• [What you need to do]
All that belongs in the answer is the lines from the one containing "Labeling batch C. For the image above, tag the green" to the end of the listing below, copied exactly, pictures excluded.
----- Exercise input
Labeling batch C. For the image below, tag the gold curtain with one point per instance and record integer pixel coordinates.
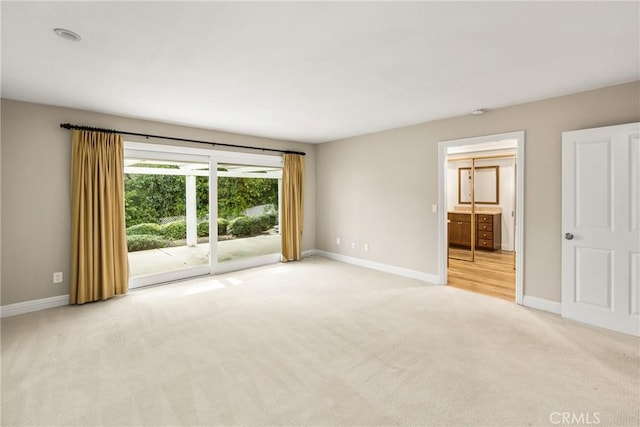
(98, 241)
(292, 206)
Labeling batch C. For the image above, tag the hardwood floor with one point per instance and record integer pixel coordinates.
(492, 273)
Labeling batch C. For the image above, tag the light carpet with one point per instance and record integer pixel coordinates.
(315, 342)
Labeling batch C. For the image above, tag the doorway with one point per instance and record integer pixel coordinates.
(481, 183)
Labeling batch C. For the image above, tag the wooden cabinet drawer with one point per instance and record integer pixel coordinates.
(485, 226)
(485, 235)
(460, 217)
(482, 243)
(484, 218)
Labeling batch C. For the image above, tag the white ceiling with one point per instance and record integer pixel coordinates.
(312, 71)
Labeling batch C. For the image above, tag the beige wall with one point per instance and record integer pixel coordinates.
(379, 188)
(35, 198)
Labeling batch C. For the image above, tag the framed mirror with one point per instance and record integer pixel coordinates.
(487, 181)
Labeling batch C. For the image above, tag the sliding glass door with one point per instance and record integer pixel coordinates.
(167, 216)
(192, 212)
(248, 213)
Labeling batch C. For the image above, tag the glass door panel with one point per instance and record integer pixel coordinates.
(461, 210)
(248, 213)
(167, 217)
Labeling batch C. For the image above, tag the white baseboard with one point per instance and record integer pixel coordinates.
(307, 254)
(400, 271)
(34, 305)
(542, 304)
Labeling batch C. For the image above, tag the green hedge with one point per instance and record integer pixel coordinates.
(176, 230)
(240, 226)
(146, 228)
(223, 223)
(203, 229)
(249, 226)
(142, 242)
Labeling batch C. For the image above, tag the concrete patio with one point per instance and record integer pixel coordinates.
(176, 258)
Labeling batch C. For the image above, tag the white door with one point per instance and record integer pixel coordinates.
(601, 227)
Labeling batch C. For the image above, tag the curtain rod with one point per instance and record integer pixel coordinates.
(89, 128)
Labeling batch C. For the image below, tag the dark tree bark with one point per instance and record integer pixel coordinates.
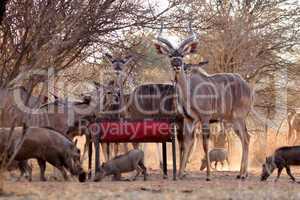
(2, 9)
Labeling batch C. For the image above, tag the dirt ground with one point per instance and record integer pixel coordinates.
(222, 186)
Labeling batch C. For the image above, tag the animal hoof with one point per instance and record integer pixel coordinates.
(82, 177)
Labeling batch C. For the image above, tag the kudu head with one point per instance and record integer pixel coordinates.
(176, 55)
(118, 64)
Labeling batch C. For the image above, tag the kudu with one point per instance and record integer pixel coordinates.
(293, 120)
(204, 98)
(146, 101)
(117, 93)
----------
• [Finished exercise]
Labeling batch C. For the image above, tag the green hedge with one point per instance and record integer pixel coordinates.
(176, 230)
(240, 226)
(146, 228)
(223, 223)
(203, 229)
(249, 226)
(142, 242)
Labeling batch C. For the image above, tag the concrete patio with one point per instance and record integer pixel coordinates.
(176, 258)
Labeling batch C. For the image above, tag the white door with one point per instance and record integer pixel coordinates.
(601, 227)
Labeling batch C. For the image above, tag the curtain rod with one point per instance and record integer pixel coordinates.
(89, 128)
Labeling batch C. For the image below, tag the dark tree bark with one point per instance and record integer pixel coordinates.
(2, 9)
Labeling batch C. For the image above, tag the dirt ground with one point per instance and record integer pixel coordinates.
(222, 186)
Labeling batch C. For the image above, tag the animal hoof with one point per instance and record integer pixel coordinates.
(82, 177)
Labeling batch C. For the image above, tag the kudu head with one point per instance and record integer pixel coordinates.
(176, 55)
(118, 64)
Labeling batch C. For the image above, tag the kudu with one point per instance and record integer pixel coordinates.
(293, 120)
(204, 98)
(146, 101)
(117, 93)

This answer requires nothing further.